# GIVEN TEXT
________

You would think that with only six weeks left of school, we (read: the children) would have the morning get-your-crap-ready-for-school routine down. To. The. Dot. Not the case. Ten minutes before bus stop ops* this morning, a child (I won’t point fingers at which one) whipped herself into a full frenzy over what to wear. Apparently, the outfit she envisioned in her mind did not exist in her closet or drawers. Oh, the horror!
Admittedly, this morning was not one of my proudest parenting moments. Rather than quell the frustration, I fueled the fire. How could a child who can’t close her drawers not have something to wear? I could have put together dozens of choices for her, but she was having none of it. None.
In the span of those 10 minutes, tears flowed and words of hatred swirled around and still linger in the air, long after the bus has pulled away from the curb. Could I have tapped into my compassion and handled it better? Without a doubt (insert beating-myself-up fists of guilt). Do I want more than anything to run into her classroom to hug it out? Sure do. Have we lapsed into complacency so close to the end of the school year? Yep.

________

# ACTIVITY LIST
1. Check each statement against the morning-routine post and answer yes or no, quoting the exact words from the post that decide it.
(a) The child's frenzy over clothes began ten minutes before bus stop ops.
(b) The writer calmed the child's frustration.
(c) Eight weeks of school remain.
2. Please answer these questions from the morning-routine post.
(a) How many weeks of school are left?
(b) What could the writer have put together for the child?
(c) What still lingers in the air after the bus pulls away?
3. Write out the morning-routine post again, beginning at the words "Admittedly, this morning" and stopping after "school year? Yep.", and switch "tears" to "sobs".

________

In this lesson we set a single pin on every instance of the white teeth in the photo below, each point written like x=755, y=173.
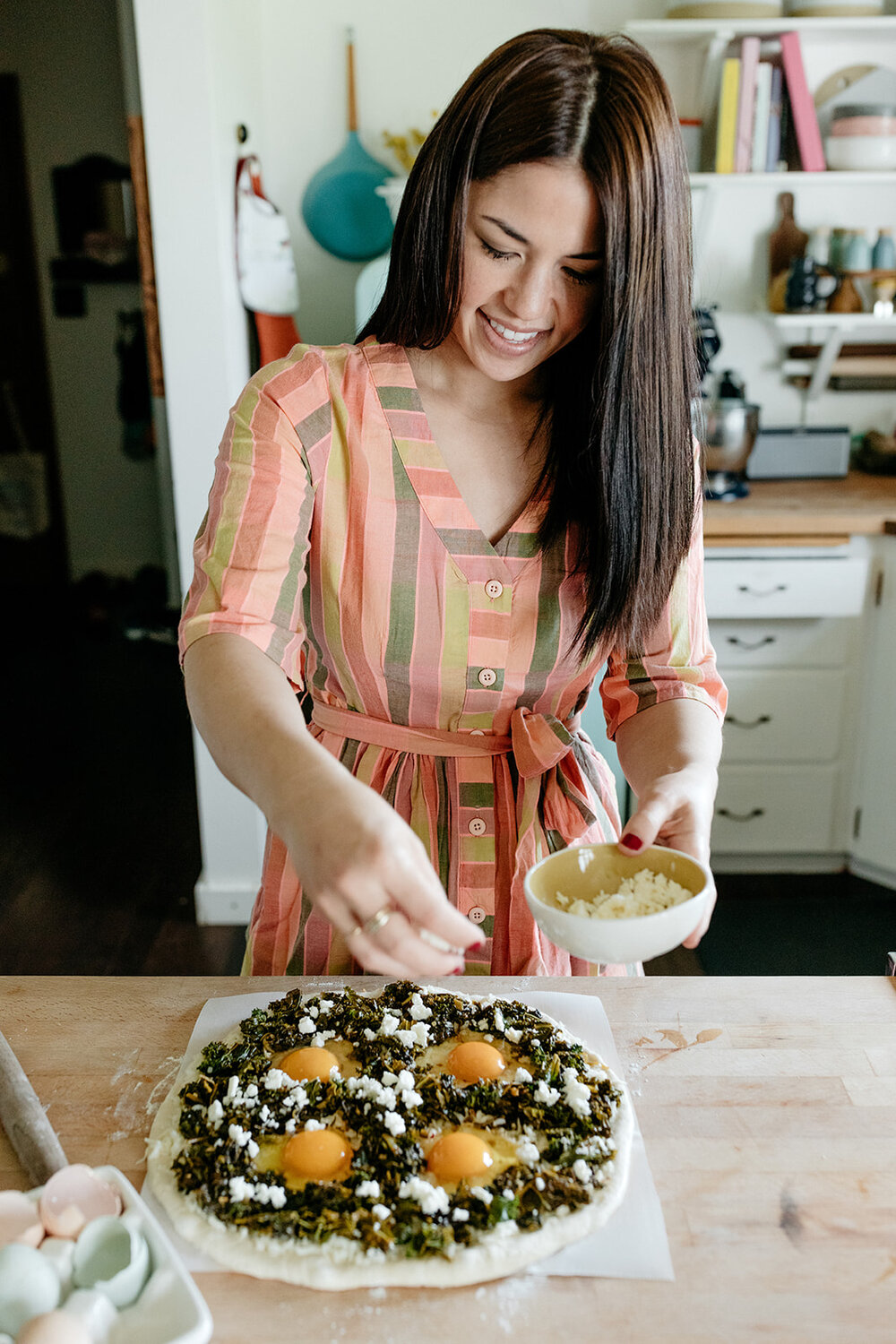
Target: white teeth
x=509, y=335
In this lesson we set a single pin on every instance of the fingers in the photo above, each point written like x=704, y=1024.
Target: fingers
x=395, y=948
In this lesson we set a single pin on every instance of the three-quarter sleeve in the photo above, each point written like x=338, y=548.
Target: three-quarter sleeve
x=677, y=660
x=253, y=543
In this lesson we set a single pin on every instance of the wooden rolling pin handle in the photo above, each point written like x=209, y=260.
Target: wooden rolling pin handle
x=24, y=1121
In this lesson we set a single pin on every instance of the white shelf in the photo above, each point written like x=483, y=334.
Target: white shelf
x=829, y=177
x=841, y=322
x=836, y=325
x=681, y=30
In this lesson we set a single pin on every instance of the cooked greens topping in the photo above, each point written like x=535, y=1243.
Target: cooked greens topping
x=241, y=1099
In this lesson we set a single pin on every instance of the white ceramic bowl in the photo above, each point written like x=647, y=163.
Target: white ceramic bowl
x=861, y=153
x=595, y=940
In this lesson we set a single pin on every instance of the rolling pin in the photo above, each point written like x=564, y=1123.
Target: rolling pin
x=31, y=1134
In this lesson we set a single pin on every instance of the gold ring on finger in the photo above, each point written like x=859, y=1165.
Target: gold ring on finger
x=373, y=926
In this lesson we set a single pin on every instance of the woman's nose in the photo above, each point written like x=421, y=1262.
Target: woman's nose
x=528, y=293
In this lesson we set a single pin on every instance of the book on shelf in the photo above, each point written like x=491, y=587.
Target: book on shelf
x=802, y=108
x=766, y=117
x=762, y=117
x=727, y=126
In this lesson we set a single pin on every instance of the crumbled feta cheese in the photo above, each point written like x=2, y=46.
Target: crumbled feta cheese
x=576, y=1096
x=528, y=1152
x=433, y=1199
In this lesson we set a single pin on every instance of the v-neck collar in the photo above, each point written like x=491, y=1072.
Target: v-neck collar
x=416, y=444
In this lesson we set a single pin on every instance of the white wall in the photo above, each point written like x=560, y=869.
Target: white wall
x=70, y=51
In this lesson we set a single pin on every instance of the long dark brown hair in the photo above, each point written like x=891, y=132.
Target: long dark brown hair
x=619, y=457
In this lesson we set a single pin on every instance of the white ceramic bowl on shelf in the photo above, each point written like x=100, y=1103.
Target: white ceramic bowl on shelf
x=861, y=153
x=635, y=938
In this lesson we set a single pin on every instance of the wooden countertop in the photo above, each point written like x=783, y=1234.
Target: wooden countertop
x=815, y=513
x=772, y=1148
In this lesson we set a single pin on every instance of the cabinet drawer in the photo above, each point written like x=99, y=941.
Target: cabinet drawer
x=825, y=586
x=783, y=715
x=767, y=644
x=782, y=809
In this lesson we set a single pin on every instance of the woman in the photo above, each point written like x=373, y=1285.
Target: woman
x=444, y=532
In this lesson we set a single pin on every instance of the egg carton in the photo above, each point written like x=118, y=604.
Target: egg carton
x=168, y=1308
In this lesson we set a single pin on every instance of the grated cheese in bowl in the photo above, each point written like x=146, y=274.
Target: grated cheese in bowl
x=643, y=892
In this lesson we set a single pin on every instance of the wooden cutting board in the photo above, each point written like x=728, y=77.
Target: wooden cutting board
x=767, y=1115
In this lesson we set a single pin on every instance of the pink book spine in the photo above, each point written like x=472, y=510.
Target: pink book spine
x=745, y=102
x=812, y=153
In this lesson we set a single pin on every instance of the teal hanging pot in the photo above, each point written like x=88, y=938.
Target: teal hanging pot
x=340, y=204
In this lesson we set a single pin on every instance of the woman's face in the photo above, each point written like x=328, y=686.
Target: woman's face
x=532, y=261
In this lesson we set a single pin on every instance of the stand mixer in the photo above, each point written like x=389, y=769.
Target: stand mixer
x=724, y=422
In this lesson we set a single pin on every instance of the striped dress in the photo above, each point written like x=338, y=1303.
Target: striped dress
x=438, y=663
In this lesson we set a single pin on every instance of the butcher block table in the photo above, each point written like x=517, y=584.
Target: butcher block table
x=767, y=1107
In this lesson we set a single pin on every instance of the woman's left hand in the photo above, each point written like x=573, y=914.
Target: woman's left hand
x=676, y=811
x=669, y=754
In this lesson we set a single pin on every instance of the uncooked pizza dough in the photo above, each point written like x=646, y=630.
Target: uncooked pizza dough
x=413, y=1137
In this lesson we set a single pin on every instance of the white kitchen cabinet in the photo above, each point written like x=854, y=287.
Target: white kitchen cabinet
x=874, y=841
x=788, y=632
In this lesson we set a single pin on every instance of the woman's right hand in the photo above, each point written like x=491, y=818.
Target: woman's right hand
x=355, y=857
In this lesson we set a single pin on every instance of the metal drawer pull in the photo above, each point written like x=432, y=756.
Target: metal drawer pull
x=745, y=644
x=778, y=588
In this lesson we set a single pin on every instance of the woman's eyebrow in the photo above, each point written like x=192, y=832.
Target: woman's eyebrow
x=519, y=238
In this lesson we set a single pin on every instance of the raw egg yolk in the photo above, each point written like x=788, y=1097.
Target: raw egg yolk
x=309, y=1062
x=460, y=1156
x=317, y=1155
x=474, y=1061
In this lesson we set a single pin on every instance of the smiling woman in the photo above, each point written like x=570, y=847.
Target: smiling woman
x=443, y=534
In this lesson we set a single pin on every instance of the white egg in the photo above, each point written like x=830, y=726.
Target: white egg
x=19, y=1219
x=54, y=1328
x=29, y=1285
x=73, y=1196
x=94, y=1309
x=110, y=1254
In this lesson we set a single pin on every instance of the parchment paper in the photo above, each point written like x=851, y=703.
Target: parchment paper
x=632, y=1245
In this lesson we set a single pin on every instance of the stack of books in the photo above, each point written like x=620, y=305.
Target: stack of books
x=766, y=117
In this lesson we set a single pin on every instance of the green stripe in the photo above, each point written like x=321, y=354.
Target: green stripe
x=400, y=398
x=402, y=593
x=476, y=795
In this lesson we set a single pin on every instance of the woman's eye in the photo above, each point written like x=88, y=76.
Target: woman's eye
x=493, y=252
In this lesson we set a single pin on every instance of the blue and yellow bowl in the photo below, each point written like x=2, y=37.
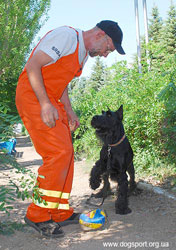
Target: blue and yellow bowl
x=93, y=220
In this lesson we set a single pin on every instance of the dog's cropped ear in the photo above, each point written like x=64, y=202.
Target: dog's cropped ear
x=120, y=112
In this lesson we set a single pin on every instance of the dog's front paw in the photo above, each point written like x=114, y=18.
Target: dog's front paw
x=94, y=183
x=123, y=211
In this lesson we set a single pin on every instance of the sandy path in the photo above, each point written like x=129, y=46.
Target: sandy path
x=151, y=225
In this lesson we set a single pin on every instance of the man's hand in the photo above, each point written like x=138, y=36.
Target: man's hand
x=73, y=120
x=49, y=114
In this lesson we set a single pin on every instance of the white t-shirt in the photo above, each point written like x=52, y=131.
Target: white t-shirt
x=61, y=42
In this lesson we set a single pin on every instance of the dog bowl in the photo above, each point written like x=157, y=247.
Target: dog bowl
x=93, y=220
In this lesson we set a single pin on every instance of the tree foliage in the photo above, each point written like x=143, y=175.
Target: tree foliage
x=148, y=100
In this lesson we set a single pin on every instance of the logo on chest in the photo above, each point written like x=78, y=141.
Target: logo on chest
x=56, y=51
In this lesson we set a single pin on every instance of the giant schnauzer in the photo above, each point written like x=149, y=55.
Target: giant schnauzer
x=116, y=159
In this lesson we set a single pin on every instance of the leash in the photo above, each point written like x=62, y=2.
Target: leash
x=88, y=201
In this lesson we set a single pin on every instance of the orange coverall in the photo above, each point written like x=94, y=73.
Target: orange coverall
x=53, y=144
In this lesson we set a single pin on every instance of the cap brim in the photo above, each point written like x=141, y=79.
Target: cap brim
x=119, y=48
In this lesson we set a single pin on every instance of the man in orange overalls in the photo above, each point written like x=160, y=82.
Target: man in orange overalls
x=45, y=109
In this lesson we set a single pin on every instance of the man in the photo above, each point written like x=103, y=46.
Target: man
x=44, y=106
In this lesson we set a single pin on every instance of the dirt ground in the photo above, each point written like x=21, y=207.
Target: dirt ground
x=151, y=225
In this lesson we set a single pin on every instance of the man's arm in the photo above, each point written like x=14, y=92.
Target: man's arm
x=72, y=117
x=49, y=113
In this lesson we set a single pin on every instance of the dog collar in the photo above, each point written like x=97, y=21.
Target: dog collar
x=116, y=144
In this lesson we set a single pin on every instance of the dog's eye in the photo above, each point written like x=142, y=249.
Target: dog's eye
x=108, y=113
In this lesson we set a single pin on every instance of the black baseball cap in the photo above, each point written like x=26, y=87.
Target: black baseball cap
x=113, y=30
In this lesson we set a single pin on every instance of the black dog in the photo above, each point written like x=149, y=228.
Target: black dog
x=116, y=158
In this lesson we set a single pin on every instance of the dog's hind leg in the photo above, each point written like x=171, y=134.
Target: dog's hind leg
x=121, y=204
x=106, y=190
x=131, y=172
x=133, y=190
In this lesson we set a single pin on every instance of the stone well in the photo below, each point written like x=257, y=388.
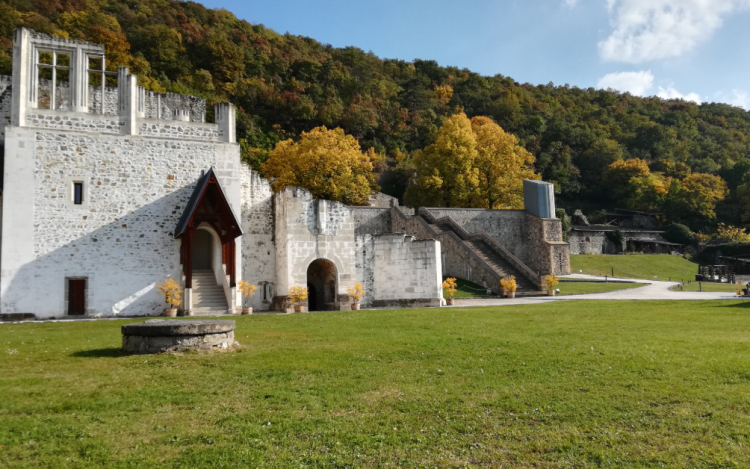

________

# ANSWERS TO EACH TASK
1.
(a) Yes: "Ten minutes before bus stop ops* this morning, a child (I won’t point fingers at which one) whipped herself into a full frenzy over what to wear."
(b) No: "Rather than quell the frustration, I fueled the fire."
(c) No: "with only six weeks left of school"

2.
(a) Six
(b) Dozens of choices
(c) Words of hatred

3.
Admittedly, this morning was not one of my proudest parenting moments. Rather than quell the frustration, I fueled the fire. How could a child who can’t close her drawers not have something to wear? I could have put together dozens of choices for her, but she was having none of it. None.
In the span of those 10 minutes, sobs flowed and words of hatred swirled around and still linger in the air, long after the bus has pulled away from the curb. Could I have tapped into my compassion and handled it better? Without a doubt (insert beating-myself-up fists of guilt). Do I want more than anything to run into her classroom to hug it out? Sure do. Have we lapsed into complacency so close to the end of the school year? Yep.